▶ What you are asked to do: Retype each of the items below word for word, keeping every line and its order unchanged.

********************

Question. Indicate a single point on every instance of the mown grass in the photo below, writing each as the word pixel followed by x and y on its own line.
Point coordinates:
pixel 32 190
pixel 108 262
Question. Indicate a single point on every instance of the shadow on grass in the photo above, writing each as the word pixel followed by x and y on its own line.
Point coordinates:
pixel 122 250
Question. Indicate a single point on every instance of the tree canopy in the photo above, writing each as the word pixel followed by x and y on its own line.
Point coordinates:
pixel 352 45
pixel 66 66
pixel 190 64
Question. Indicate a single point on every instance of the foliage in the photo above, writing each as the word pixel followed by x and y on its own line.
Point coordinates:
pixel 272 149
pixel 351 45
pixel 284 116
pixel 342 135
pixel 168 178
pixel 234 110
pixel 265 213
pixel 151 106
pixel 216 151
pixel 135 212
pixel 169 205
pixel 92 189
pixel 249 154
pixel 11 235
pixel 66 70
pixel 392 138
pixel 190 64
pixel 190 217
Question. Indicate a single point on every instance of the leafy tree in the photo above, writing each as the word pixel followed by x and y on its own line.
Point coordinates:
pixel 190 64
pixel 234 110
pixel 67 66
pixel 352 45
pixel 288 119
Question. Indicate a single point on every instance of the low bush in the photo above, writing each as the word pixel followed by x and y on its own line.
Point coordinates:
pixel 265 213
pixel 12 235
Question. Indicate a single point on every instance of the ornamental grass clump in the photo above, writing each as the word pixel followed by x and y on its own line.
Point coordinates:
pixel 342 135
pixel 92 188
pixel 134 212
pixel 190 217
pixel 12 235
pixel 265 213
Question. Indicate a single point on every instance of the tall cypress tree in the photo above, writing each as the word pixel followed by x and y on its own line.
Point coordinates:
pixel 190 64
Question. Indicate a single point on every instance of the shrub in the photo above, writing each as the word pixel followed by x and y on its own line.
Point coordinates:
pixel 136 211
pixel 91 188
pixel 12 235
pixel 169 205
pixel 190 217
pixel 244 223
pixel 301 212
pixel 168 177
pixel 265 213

********************

▶ Reply:
Question. Indicate a single point on every instance of the mown grass in the photo below, writing each as the word pixel followed by x and y on its own line.
Point coordinates:
pixel 32 190
pixel 108 262
Question. Indicate a single point on every instance of the shadow on grass in the photo above, writing each as the word pixel followed by x and y on its own line.
Point coordinates:
pixel 122 250
Question. Indicate a single point on every instance of the tree canopy in the photo above, writing each as the word pixel followed by x and y on its own line.
Point coordinates:
pixel 352 45
pixel 66 66
pixel 190 64
Question. Indicate a single point on every instance of the foliage in the photo above, writing each as the word pixel followed by x and y on its own line.
Point coordinates:
pixel 272 149
pixel 351 45
pixel 284 116
pixel 342 135
pixel 168 178
pixel 234 110
pixel 265 213
pixel 151 106
pixel 216 151
pixel 135 212
pixel 169 205
pixel 92 189
pixel 249 154
pixel 11 235
pixel 66 70
pixel 392 138
pixel 190 64
pixel 190 217
Question. Indicate a single point on every instance of the leafy tree in the photo above, writing each as the word pixel followed by x and y on its own line.
Point coordinates:
pixel 190 64
pixel 234 110
pixel 67 66
pixel 352 45
pixel 288 119
Question. Indicate a single point on every instance of the low bush in the photo above, writing each as the word pixel followed by x and y on its own line.
Point coordinates:
pixel 265 213
pixel 12 235
Question. Indicate a single point on every instance of the ornamental grass clump in the photo above, writing each as the word pixel followed by x and y on its own line.
Point coordinates:
pixel 342 135
pixel 92 188
pixel 134 212
pixel 190 217
pixel 12 235
pixel 265 213
Question. Indicate a single point on every instance of the tall cypress tree in the photo above, writing each as the word pixel followed by x and y on its own line.
Point coordinates:
pixel 190 64
Question. Indicate a single point on every instance of the shrub in the photo above, writing each as the word pixel followed by x and y on its own line.
Point coordinates:
pixel 136 211
pixel 91 188
pixel 12 235
pixel 169 205
pixel 190 217
pixel 244 223
pixel 301 212
pixel 168 177
pixel 265 213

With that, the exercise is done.